=== Text segment ===
*** Begin section ***
HOUSTON—According to researchers at the University of Texas MD Anderson Cancer Center and the Houston Methodist Cancer Center, using an antibody to block a protein secreted by fibrous tissues in tumors can inhibit ovarian and pancreatic cancer—in mouse models, at least—by reducing fibrosis and blood vessel formation. They published their findings recently in the journal Clinical Cancer Research.
The team also found that the antibody developed to block the microfibril associated protein 5 (MFAP5), which exists similarly in humans and mice, also enhances the effectiveness of chemotherapy against the tumors.
“MFAP5 promotes fibrosis in ovarian and pancreatic cancers, and fibrosis promotes progression and reduces survival of people with these cancers,” said Dr. Samuel Mok, a professor of gynecologic oncology and reproductive medicine at MD Anderson. “By blocking this secretory protein with an antibody, we can treat the tumor by targeting multiple cellular types—fibroblasts and blood vessels—in the tumor microenvironment.”
The researchers are taking steps to advance the approach to clinical trials, including commercial manufacture of the antibody and additional toxicity studies.
“As with digital medicine, we are seeing more such marriage of data analysis and modeling with experimental biology to derive new understanding of disease mechanisms and novel drug targets,” noted the co-corresponding author, Dr. Stephen T.C. Wong, who is a professor and the associate director at Houston Methodist Cancer Center.
*** End section ***
Point localization data:
*** Begin section ***
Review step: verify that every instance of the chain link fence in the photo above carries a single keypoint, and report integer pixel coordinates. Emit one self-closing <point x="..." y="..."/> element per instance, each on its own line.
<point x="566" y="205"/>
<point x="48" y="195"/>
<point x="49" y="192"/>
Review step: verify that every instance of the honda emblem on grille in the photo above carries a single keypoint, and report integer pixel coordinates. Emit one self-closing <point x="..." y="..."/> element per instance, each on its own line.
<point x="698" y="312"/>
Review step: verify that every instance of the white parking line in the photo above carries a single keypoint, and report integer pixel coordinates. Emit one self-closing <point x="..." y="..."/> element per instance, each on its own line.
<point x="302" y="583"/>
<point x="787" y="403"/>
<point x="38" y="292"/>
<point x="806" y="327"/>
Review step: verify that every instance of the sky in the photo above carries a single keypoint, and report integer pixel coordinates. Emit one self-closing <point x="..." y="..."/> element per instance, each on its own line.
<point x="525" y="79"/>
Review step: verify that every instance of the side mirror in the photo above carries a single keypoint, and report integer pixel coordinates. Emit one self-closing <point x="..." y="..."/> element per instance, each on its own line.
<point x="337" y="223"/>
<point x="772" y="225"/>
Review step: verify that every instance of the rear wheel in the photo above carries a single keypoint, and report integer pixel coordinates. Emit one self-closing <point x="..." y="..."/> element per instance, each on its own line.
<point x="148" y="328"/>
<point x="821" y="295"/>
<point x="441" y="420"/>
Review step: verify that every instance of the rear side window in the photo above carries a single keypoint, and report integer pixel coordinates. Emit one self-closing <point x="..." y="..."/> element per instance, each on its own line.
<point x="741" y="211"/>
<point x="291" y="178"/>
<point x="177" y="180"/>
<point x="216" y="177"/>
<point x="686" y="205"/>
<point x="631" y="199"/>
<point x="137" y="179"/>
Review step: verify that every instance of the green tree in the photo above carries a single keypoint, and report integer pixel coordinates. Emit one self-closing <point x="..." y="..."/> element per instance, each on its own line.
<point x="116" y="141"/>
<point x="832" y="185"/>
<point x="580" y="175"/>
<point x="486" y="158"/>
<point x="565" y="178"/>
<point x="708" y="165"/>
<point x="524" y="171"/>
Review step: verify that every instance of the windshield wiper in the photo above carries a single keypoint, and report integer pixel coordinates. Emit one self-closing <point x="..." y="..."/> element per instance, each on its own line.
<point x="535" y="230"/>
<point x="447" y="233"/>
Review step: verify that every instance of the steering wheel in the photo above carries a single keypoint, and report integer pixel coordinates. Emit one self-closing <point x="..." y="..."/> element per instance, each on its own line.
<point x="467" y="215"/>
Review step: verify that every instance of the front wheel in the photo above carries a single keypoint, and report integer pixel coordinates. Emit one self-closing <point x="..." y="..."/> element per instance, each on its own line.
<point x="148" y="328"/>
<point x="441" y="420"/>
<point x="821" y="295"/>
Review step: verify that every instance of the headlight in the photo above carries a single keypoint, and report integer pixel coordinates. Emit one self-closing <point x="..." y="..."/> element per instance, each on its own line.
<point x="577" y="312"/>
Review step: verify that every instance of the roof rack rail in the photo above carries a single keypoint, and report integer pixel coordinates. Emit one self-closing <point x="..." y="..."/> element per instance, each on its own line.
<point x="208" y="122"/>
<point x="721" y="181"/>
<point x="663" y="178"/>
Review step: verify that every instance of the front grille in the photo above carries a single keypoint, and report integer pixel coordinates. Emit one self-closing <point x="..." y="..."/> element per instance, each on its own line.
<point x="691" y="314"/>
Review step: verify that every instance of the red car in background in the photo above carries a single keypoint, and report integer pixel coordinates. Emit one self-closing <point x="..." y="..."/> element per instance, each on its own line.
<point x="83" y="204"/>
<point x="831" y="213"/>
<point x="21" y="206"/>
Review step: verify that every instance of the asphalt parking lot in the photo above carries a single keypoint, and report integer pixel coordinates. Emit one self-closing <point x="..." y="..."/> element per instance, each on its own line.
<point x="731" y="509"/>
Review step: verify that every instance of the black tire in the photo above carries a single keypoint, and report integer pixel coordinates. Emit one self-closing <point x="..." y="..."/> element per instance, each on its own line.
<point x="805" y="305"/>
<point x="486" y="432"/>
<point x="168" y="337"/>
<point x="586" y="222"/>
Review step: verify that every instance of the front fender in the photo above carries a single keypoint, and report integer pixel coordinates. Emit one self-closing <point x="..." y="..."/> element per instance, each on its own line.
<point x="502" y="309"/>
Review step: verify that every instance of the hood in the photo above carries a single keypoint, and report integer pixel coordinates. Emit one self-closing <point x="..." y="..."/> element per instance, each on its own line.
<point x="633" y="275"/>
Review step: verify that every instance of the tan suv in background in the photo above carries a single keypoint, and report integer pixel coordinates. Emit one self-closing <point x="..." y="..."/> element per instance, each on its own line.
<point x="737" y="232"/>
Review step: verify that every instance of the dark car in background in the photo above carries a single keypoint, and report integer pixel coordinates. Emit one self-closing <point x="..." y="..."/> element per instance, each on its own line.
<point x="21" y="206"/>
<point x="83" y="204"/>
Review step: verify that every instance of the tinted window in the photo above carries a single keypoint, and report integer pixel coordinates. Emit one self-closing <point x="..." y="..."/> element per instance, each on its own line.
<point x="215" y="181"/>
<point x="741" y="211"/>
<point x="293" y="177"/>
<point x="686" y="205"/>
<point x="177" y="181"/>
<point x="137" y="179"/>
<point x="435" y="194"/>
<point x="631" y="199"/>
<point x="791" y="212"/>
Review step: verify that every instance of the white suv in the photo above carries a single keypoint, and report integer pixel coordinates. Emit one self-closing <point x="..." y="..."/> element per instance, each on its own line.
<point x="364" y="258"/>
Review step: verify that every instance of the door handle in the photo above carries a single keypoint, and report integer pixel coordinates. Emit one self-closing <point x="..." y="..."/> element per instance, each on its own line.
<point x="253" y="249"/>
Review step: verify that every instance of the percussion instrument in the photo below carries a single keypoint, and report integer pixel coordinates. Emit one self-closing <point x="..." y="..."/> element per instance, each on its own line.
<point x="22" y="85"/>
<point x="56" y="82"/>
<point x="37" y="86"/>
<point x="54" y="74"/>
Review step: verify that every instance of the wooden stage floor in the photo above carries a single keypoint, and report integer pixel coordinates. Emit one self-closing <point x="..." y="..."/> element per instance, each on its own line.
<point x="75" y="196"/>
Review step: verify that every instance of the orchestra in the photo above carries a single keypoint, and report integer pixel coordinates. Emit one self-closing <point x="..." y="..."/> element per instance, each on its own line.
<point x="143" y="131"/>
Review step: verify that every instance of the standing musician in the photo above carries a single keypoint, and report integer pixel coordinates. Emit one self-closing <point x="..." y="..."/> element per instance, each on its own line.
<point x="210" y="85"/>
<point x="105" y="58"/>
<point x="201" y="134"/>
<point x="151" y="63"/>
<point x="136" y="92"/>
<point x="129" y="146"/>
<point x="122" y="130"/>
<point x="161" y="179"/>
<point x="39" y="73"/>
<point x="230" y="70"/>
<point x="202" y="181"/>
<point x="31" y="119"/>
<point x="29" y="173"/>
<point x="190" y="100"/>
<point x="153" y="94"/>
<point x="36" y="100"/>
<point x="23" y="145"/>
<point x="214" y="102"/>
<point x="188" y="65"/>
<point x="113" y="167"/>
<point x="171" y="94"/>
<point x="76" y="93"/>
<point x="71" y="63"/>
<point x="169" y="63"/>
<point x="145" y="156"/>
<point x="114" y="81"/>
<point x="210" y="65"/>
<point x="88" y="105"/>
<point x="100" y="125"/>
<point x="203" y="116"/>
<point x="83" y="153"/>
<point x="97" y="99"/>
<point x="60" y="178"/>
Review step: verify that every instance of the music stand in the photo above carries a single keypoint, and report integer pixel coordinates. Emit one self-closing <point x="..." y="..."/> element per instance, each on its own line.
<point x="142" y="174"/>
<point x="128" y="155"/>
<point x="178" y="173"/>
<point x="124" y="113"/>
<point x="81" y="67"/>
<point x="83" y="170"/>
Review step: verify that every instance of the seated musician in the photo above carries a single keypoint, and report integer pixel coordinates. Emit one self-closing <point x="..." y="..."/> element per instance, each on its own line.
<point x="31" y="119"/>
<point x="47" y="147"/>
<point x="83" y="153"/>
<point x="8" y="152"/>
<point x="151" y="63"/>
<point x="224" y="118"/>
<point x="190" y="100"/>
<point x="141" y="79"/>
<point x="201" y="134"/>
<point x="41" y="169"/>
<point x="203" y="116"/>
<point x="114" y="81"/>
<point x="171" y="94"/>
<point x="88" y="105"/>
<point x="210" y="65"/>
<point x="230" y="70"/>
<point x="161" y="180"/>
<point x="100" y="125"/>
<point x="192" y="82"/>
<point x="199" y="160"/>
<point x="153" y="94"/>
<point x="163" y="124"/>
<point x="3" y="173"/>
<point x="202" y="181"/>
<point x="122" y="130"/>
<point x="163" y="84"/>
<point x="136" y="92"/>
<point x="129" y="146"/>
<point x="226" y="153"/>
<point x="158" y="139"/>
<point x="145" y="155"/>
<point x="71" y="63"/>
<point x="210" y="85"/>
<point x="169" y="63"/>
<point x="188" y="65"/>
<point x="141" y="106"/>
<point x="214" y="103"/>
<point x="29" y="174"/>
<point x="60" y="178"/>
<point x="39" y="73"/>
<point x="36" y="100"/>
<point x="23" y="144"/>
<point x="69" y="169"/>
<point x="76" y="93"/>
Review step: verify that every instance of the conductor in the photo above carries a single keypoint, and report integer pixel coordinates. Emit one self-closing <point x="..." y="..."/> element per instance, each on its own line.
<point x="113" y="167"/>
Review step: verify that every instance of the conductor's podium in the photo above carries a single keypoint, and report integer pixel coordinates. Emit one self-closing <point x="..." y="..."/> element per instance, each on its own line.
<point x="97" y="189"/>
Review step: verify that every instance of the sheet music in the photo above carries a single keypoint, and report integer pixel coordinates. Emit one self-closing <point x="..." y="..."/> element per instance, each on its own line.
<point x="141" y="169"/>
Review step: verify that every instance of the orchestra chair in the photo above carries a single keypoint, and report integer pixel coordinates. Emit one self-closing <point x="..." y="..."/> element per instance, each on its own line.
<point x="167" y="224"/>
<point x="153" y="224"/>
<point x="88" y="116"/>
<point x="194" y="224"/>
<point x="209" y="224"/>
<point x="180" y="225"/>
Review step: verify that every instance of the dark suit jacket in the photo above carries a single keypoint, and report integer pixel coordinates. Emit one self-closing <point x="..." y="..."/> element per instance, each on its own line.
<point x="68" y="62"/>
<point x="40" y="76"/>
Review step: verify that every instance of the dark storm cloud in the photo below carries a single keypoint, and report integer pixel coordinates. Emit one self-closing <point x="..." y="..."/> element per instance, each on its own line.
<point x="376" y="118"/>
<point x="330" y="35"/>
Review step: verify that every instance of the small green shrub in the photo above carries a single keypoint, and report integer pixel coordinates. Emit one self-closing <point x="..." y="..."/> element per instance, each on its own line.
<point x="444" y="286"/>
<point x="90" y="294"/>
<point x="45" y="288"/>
*** End section ***
*** Begin section ***
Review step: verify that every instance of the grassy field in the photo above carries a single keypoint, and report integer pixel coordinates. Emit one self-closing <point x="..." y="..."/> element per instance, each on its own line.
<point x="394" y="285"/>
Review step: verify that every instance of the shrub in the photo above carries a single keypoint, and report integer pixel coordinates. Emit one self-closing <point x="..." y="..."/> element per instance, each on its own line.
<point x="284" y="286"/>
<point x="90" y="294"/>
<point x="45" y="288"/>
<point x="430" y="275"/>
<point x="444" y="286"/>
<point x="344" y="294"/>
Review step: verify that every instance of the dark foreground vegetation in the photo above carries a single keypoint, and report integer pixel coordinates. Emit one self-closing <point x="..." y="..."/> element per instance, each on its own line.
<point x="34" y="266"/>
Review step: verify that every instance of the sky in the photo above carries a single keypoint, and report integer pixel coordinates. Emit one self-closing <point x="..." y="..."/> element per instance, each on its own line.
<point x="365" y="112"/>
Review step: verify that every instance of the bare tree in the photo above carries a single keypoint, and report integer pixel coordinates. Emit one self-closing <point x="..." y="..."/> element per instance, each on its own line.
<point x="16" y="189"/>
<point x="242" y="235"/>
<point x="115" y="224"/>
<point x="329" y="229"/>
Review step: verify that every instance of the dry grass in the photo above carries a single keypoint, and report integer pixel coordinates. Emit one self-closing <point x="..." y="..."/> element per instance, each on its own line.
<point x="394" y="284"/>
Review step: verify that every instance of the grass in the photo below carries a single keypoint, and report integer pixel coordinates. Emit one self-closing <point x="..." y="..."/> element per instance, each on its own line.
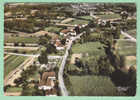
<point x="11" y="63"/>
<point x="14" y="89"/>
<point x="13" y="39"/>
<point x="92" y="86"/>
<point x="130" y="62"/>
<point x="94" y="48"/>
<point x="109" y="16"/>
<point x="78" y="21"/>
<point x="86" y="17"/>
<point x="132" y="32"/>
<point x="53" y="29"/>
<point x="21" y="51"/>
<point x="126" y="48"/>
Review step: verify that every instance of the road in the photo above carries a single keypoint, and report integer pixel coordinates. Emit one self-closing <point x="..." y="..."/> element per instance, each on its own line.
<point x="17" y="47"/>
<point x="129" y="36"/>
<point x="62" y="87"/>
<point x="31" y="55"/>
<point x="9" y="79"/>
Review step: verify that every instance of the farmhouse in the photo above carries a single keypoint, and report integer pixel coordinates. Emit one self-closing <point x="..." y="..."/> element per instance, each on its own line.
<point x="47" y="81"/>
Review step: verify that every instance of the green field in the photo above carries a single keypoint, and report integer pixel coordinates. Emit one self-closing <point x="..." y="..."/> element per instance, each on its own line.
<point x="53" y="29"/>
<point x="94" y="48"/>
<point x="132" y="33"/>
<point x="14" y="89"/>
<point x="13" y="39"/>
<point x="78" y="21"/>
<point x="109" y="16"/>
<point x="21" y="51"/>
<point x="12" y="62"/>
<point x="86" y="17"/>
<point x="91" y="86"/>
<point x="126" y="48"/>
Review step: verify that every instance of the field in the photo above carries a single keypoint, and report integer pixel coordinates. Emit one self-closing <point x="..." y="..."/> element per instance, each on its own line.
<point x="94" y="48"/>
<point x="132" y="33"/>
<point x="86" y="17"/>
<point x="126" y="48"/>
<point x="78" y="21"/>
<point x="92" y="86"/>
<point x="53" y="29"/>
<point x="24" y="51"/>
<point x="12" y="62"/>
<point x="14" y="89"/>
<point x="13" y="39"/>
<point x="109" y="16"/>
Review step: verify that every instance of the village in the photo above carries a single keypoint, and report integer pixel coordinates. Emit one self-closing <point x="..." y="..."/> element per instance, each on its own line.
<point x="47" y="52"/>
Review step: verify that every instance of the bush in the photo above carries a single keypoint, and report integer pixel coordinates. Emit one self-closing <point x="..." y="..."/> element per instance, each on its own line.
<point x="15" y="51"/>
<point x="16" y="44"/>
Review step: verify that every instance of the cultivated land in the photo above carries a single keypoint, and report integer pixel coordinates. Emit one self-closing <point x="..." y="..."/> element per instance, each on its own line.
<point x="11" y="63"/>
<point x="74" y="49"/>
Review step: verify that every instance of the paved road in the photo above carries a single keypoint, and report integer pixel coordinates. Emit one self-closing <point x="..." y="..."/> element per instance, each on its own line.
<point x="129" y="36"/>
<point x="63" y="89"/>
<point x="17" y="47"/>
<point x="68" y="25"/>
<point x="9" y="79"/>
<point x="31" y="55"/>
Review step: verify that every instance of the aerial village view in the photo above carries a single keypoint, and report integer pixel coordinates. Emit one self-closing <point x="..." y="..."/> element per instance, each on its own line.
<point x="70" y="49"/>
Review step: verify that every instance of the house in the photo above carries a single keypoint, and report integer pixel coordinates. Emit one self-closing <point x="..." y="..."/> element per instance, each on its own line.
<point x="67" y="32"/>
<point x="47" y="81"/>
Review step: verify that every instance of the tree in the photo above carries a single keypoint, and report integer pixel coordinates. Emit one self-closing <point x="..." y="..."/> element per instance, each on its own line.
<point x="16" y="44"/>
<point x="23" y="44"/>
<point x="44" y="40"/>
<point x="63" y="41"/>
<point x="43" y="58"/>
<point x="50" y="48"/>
*** End section ***
*** Begin section ***
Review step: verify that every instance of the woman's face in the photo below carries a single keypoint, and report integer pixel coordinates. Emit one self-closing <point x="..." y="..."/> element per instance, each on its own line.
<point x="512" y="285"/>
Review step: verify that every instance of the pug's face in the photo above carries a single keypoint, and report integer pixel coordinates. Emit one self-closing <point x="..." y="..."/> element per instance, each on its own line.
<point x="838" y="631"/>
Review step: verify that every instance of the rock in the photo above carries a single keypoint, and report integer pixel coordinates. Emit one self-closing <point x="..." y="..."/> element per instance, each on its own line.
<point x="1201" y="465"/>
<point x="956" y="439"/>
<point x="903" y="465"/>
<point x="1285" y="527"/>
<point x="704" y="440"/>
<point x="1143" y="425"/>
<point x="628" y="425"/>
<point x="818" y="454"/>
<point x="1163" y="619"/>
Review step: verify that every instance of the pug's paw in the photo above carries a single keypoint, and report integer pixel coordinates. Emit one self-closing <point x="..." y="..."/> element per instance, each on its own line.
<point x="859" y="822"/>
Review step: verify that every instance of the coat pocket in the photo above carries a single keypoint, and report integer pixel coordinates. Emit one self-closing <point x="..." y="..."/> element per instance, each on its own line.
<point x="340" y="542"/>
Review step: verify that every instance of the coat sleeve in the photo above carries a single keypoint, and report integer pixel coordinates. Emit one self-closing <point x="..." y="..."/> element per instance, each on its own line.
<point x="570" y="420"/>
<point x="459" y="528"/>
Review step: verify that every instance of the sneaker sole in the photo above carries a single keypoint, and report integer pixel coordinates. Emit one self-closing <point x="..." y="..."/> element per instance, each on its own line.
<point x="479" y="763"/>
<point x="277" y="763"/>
*** End section ***
=== Exercise tasks ===
1. Reproduce the passage of the MFAP5 antibody article from "The team also" to "additional toxicity studies.".
2. Decide whether each statement agrees with the MFAP5 antibody article, answering yes or no and quoting the words of the article that settle it. (a) The findings were published in the journal Clinical Cancer Research. (b) MFAP5 exists in mice but not in humans. (c) The antibody has already been tested in clinical trials.

=== Exercise responses ===
1.
The team also found that the antibody developed to block the microfibril associated protein 5 (MFAP5), which exists similarly in humans and mice, also enhances the effectiveness of chemotherapy against the tumors.
“MFAP5 promotes fibrosis in ovarian and pancreatic cancers, and fibrosis promotes progression and reduces survival of people with these cancers,” said Dr. Samuel Mok, a professor of gynecologic oncology and reproductive medicine at MD Anderson. “By blocking this secretory protein with an antibody, we can treat the tumor by targeting multiple cellular types—fibroblasts and blood vessels—in the tumor microenvironment.”
The researchers are taking steps to advance the approach to clinical trials, including commercial manufacture of the antibody and additional toxicity studies.

2.
(a) Yes: "They published their findings recently in the journal Clinical Cancer Research."
(b) No: "which exists similarly in humans and mice"
(c) No: "The researchers are taking steps to advance the approach to clinical trials"